### TASK DESCRIPTION
Write the next part of the passage on isotope reference waters, starting after its last sentence.

The influence of the δ 18O value for SLAP, however, is considerable. Contrary to the 2H situation, no independent measurement of the 18O abundance of SLAP has been reported. The value of SLAP, δ 18O = –55.5 ‰ with respect to VSMOW, is a consensus value based on a large inter‐comparison study in the 1980s.19 Looking at the distribution of measurement results at that time, however, it is likely that its actual value is somewhat more negative. In addition, our own long‐term experience (described in Meijer34) shows that its value is rather ~ –55.8 ‰. If we used that value to normalize our δ 18O scale for all the measurements involved, it would mean all our δ 18O measurements, including those for our natural parent water and, most of all, the local reference water OC1, would change by a factor of 55.8/55.5 ≈ 1.0054. A consequence of this change is that now both the 18O abundance in the 18O water and the δ 18O values of the new reference waters would increase by that factor, in other words undergo a relative change of 5.4 × 10–3. The 18O abundance in the 18O water would then be 96.63 % instead of 96.05 %, and IEAE‐609 would have a δ 18O value of 1974.4 ‰ instead of 1963.7 ‰. These differences, however, cannot be interpreted simply as " uncertainty" . Our impression is (loosely based on talks about this subject with other expert colleagues, most recently at the IAEA Technical Meeting on Stable Isotope Reference Materials, Vienna, 1–5 September 2014) that it is generally agreed that the value for δ 18O of SLAP is actually more negative than –55.5‰: –55.80 ± 0.10 ‰ might be a reasonable estimate for both its value and its uncertainty. This would imply relative uncertainties of (only) 1.8 × 10–3 in the δ 18O values of our reference waters, still almost twice as large as the combined uncertainties in Table 6.

Thus, although two of the three uncertainty sources discussed above are significant or even major compared with the uncertainties given in Table 6, for most applications of these reference waters they do not need to be taken into account. If researchers (using isotope dilution or DLW techniques) use the same values for the abundances in VSMOW when converting abundances into delta values and vice versa, and use the VSMOW‐SLAP scale in their experiments with the recommended values for SLAP, the whole system is consistent, and the uncertainties treated here cancel. Only in special applications, such as for instance the certification of the 18O abundance in 18O water, do these uncertainties need to be taken into account.

If the isotope community should one day decide to change the recommended value for δ 18O of SLAP (or of SLAP2 as the de facto now available calibration water), it is straightforward to recalculate the values for the reference waters that belong to such a new value.

Experimental validation of the reference waters

Provided that all procedures went as expected, the gravimetric values for these reference waters are superior to directly measured ones in terms of combined uncertainty. However, to check if all procedures indeed went right, an experimental verification of the values is most useful. Therefore, we analyzed the prepared reference waters IAEA‐604–609 in our two laboratories, CIO and IAEA. The IAEA performed independent measurements using a cavity ring down spectrometer (L2130‐i, Picarro, Santa Clara, CA, USA), both on the reference waters themselves and on dilutions with a selection of three internal standards. The measurements have been calibrated using the normal laboratory procedures for the natural range, leading to a considerable extrapolation for those direct measurements of the reference waters. This leads to higher combined uncertainties for the higher enrichments.

[Saved data entries]

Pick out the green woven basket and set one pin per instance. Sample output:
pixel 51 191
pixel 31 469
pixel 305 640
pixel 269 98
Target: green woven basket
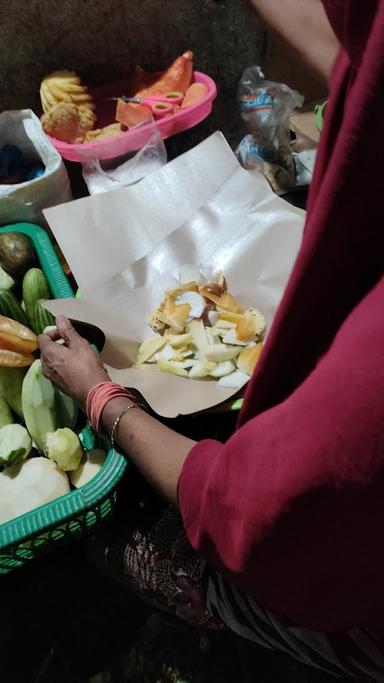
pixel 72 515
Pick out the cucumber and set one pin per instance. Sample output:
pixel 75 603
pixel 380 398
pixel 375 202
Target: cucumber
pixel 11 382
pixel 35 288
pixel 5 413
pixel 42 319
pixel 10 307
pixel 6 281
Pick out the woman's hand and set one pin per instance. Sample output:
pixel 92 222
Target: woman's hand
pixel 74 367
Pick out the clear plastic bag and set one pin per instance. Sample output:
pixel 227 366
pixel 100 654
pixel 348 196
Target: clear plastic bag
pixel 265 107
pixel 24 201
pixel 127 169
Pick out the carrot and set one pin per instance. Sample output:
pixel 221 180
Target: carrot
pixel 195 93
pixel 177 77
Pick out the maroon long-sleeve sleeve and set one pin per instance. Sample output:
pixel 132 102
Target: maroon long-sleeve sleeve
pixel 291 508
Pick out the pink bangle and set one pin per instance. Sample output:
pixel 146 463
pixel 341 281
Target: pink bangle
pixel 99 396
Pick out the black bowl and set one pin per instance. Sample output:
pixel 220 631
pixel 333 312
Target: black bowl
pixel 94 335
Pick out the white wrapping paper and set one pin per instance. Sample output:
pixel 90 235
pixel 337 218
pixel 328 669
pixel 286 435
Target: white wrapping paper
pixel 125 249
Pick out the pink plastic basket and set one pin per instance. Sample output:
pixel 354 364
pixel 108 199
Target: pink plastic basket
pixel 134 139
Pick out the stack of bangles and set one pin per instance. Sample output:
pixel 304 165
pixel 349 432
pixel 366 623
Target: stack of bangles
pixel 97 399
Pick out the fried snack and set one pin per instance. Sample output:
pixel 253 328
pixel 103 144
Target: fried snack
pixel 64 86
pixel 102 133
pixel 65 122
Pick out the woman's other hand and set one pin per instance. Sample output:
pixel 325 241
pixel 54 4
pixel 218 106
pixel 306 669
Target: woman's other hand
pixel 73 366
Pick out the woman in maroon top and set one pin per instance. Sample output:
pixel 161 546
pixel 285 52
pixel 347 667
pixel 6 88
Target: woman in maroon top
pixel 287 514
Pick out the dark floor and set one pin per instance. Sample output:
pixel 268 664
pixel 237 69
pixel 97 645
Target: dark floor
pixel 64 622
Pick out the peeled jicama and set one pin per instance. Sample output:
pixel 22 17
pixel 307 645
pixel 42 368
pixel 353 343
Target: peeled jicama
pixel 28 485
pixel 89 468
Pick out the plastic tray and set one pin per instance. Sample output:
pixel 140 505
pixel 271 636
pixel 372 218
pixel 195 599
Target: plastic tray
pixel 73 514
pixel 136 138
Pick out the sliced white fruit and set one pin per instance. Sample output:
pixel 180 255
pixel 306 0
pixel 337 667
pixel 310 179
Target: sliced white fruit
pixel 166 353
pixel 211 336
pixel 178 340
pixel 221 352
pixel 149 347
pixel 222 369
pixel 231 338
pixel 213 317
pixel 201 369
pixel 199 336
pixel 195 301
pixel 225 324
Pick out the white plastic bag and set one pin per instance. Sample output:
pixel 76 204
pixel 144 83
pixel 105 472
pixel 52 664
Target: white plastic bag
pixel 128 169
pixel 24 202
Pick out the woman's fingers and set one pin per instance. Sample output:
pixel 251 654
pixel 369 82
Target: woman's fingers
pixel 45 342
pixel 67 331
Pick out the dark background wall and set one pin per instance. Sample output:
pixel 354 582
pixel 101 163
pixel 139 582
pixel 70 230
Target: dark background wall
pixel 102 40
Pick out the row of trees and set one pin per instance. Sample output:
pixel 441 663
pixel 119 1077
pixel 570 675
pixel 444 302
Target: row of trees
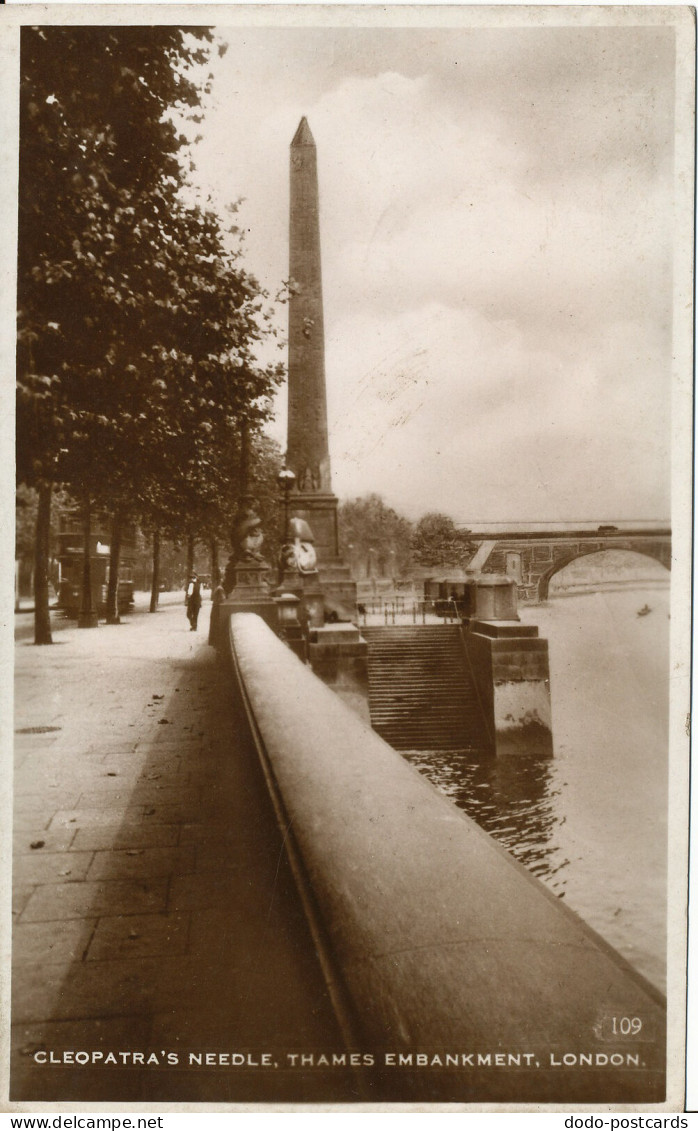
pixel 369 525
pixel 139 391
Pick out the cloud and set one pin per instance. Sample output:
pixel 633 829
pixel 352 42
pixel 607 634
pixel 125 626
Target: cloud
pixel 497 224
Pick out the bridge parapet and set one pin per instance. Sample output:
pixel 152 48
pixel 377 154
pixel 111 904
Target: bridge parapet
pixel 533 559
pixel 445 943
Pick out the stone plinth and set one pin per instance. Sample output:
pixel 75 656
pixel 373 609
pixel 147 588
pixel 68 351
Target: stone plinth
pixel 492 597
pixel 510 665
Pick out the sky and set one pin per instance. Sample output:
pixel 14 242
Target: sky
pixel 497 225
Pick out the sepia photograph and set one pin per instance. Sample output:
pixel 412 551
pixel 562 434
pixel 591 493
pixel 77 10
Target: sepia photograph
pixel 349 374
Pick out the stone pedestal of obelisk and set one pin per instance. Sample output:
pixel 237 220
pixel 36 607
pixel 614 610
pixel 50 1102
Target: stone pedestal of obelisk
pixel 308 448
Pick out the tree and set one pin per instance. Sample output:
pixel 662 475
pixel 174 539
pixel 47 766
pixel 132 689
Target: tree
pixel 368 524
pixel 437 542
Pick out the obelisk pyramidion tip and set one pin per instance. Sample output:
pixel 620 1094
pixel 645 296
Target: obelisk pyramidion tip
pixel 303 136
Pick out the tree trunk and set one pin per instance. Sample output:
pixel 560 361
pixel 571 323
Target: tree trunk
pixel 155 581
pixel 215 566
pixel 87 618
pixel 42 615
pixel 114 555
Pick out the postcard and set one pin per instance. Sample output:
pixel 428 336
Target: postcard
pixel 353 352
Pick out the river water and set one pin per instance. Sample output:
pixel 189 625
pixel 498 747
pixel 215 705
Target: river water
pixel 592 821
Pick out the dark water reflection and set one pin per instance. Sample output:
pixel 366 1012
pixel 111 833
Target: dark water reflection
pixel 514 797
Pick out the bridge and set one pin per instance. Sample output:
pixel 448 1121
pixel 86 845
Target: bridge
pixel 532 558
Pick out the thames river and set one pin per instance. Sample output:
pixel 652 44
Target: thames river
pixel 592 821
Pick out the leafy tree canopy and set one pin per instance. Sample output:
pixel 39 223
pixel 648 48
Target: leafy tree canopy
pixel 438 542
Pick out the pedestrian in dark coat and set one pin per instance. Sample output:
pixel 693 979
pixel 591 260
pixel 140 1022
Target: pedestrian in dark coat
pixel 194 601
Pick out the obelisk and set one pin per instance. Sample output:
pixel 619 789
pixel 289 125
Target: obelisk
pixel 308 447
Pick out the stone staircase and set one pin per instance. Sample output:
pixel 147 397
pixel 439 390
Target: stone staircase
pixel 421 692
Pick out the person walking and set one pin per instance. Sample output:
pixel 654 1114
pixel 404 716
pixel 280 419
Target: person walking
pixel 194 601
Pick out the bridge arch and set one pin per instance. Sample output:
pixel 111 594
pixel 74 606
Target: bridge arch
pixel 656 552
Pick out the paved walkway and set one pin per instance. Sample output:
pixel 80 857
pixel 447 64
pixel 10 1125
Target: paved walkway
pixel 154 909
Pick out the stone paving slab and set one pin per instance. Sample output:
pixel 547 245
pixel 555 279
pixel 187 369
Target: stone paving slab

### RESPONSE
At CIO, the waters were measured with three different techniques: pyrolysis‐IRMS for simultaneous measurement of δ 2H and δ 18O values, H2O‐CO2 equilibrium‐IRMS for the measurement of δ 17O and δ 18O values, and laser spectrometry on water vapor for δ 2H and δ 18O, values using a commercial prototype ('SARA', Floralis, Grenoble) of an instrument based on a variant of CRDS.35, 36, 37

The pyrolysis measurements have been calibrated using our local set of doubly labeled waters. These have been made in the same fashion as the present set of reference waters, only at least an order of magnitude less accurately. For the equilibrium system we used our normal natural reference waters for calibration, thus leading to a considerable extrapolation (as in the IAEA case). For SARA, we decided to calibrate the measurements using the lowest and highest enrichments of the new reference waters themselves (IAEA‐604 and IAEA‐609), so the measurements using SARA are more of a consistency check for the whole series.

Figure 2 shows the differences between the four sets of results and the values in Table 6. The error bars of the data points are the best estimates of the combined uncertainties in the measurements, whereas the gray zones around zero represent the combined uncertainty in the assigned values for our new reference waters.

Figure 2

The differences between measurements using four different techniques and the assigned values (see Table 6) of the new reference waters. The gray zones around zero represent the combined uncertainty in the assigned values of the reference waters. The pyrolysis‐based results for both δ 2H and δ 18O values (green squares in both (A) and (B)) show systematic deviations, due to deviation in the local DLW reference waters that these results have been calibrated with. The other techniques show reasonable to good agreements. For all measurement techniques the new reference waters represent a huge improvement in terms of precision and accuracy for both δ 2H and δ 18O values, as the width of the area around zero is negligible (δ 2H values, (A)) or small (δ 18O values, (B)) compared with the spread of all methods. For δ 17O values (C) this is not the case, but the reference waters have not been prepared for the purpose of δ 17O calibration.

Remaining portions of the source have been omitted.